WHAT IS NEEDED:
Scan the records for the word "building". Return each line where it is found.

Top of EXTRACTED ENTRIES

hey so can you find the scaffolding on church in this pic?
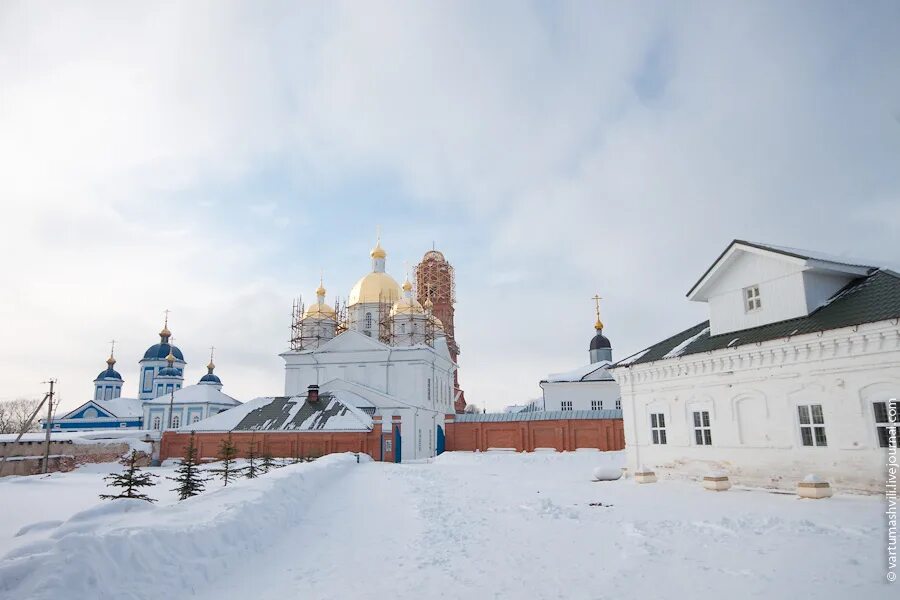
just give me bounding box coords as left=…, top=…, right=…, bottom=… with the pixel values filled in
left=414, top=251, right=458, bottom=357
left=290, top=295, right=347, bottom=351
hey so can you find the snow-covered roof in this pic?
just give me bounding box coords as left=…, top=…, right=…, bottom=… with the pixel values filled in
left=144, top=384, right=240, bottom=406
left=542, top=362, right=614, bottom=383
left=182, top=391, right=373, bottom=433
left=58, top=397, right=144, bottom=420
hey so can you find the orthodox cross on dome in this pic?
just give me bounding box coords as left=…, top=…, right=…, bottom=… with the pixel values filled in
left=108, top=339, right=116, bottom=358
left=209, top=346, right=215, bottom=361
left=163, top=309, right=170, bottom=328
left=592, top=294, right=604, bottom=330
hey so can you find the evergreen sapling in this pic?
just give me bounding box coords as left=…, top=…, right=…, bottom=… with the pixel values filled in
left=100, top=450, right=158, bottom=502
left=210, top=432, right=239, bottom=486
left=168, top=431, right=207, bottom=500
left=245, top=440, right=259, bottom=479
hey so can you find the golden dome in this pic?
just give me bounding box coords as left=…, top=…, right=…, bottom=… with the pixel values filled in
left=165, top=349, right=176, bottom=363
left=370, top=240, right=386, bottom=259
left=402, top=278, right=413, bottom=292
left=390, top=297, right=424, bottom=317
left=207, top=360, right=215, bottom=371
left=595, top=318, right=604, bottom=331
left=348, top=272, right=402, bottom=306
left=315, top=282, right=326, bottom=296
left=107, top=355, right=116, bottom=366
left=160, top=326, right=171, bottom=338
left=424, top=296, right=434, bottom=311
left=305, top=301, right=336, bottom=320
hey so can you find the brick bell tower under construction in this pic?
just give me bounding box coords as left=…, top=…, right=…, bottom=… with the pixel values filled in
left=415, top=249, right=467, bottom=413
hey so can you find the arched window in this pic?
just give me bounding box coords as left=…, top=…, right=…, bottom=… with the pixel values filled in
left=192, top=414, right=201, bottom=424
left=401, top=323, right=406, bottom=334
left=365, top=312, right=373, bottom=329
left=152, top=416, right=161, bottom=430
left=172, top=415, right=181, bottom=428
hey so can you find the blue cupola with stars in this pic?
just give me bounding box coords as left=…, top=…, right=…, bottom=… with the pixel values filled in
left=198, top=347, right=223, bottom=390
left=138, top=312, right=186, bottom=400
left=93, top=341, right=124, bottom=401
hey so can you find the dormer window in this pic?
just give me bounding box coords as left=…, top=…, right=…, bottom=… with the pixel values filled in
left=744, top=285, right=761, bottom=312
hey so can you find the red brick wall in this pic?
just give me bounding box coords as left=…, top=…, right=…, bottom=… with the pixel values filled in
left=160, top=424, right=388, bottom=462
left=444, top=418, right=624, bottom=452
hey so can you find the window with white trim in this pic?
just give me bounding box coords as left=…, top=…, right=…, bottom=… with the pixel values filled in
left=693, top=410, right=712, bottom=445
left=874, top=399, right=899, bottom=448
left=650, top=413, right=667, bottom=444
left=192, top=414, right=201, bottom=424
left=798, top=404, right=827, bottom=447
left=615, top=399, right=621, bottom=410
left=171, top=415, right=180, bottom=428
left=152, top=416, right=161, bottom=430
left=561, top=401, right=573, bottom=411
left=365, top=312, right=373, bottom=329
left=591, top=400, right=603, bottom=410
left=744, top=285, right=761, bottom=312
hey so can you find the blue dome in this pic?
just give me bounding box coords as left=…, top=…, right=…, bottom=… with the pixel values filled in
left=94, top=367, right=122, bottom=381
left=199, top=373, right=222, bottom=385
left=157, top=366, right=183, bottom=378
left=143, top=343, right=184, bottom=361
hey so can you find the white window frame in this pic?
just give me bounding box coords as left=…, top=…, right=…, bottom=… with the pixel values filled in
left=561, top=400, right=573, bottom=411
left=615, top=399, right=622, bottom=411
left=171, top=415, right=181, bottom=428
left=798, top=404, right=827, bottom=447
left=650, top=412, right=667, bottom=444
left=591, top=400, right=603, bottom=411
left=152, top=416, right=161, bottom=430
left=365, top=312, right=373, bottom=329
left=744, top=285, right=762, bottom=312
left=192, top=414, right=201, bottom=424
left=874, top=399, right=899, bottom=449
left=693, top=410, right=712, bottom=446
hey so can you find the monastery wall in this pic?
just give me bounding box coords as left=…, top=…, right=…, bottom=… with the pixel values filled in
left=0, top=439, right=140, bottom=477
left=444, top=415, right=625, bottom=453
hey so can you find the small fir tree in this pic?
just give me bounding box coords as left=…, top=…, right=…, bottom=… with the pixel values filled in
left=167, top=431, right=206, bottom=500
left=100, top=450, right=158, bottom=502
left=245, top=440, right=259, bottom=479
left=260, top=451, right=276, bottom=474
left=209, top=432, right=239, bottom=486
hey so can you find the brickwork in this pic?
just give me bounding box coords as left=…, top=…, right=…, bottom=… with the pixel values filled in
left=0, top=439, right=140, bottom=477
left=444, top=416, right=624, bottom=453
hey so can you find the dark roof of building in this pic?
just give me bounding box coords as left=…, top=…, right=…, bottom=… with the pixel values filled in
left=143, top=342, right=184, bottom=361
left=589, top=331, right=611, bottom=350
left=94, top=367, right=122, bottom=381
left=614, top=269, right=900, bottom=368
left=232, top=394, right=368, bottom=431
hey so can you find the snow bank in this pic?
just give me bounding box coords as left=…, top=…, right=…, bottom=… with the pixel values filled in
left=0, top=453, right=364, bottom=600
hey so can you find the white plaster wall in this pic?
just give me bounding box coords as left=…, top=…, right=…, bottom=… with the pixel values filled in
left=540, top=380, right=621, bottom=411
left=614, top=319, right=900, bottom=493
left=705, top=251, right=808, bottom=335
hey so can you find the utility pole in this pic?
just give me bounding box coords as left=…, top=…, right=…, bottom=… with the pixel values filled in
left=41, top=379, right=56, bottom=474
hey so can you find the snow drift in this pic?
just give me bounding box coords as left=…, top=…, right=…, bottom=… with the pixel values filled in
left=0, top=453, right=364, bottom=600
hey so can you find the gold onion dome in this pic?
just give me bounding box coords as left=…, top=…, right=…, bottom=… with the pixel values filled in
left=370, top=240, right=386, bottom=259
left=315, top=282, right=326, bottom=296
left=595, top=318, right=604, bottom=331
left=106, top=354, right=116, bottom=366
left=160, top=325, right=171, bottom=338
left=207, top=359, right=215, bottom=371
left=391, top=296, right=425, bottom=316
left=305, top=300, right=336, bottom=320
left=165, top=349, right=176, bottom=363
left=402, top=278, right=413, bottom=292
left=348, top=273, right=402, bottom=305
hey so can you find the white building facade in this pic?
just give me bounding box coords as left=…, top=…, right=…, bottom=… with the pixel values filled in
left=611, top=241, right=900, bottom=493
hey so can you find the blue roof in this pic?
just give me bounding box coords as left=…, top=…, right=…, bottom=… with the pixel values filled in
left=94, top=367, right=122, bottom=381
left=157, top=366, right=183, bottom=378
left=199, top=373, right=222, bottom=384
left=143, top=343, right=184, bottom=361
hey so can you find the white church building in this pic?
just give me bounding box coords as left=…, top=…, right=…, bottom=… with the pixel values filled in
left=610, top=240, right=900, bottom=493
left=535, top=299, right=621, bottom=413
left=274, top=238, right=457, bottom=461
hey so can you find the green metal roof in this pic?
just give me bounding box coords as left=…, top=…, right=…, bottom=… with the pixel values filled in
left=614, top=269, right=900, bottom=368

Bottom of EXTRACTED ENTRIES
Top of EXTRACTED ENTRIES

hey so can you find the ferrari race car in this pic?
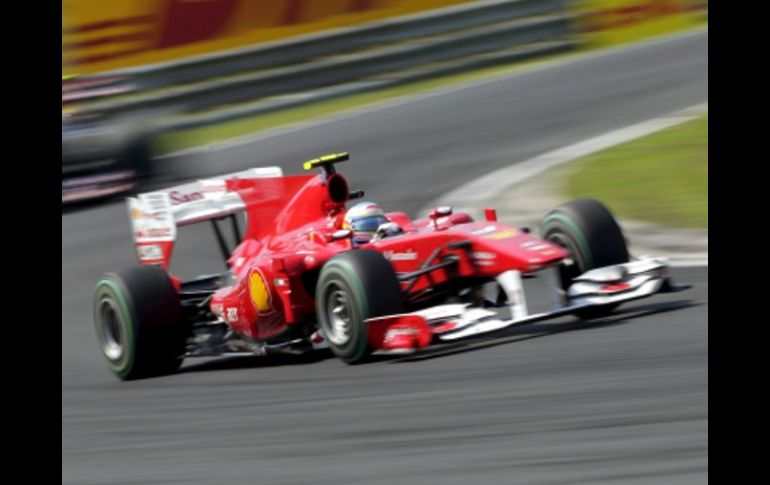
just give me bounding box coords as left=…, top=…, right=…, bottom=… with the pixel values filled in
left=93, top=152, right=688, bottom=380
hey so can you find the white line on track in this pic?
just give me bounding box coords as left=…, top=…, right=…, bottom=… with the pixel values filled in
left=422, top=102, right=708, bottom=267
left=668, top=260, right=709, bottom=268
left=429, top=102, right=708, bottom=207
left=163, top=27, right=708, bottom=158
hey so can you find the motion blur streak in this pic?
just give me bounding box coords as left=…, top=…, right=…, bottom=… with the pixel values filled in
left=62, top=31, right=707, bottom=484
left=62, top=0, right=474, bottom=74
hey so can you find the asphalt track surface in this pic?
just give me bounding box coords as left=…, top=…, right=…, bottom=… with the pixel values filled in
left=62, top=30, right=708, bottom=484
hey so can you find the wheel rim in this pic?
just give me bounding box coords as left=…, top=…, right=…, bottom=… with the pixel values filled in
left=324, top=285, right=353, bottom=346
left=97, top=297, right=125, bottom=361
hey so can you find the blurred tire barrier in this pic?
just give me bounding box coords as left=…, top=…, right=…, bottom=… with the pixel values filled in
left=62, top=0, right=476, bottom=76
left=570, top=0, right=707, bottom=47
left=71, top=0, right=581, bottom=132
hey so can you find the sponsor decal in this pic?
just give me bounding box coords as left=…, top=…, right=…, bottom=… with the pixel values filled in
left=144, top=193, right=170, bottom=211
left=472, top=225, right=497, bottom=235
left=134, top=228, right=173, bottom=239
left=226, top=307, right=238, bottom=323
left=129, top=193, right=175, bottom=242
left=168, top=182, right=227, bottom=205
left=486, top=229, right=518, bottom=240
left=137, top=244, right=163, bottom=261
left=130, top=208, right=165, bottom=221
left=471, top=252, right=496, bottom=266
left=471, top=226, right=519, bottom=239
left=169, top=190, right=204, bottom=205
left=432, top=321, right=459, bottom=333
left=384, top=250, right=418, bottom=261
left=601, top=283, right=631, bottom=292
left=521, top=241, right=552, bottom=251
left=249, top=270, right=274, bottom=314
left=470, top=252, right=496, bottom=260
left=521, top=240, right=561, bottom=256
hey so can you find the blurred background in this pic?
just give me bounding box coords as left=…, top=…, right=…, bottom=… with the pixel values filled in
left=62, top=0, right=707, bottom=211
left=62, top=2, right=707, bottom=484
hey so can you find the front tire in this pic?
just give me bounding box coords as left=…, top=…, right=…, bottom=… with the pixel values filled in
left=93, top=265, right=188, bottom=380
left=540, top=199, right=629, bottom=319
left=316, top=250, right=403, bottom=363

Bottom of EXTRACTED ENTRIES

WRITTEN SOLUTION:
hey so can you find the dark roof of building in this pic?
hey so can you find the white building facade in this pic?
hey so can you find the white church building in this pic?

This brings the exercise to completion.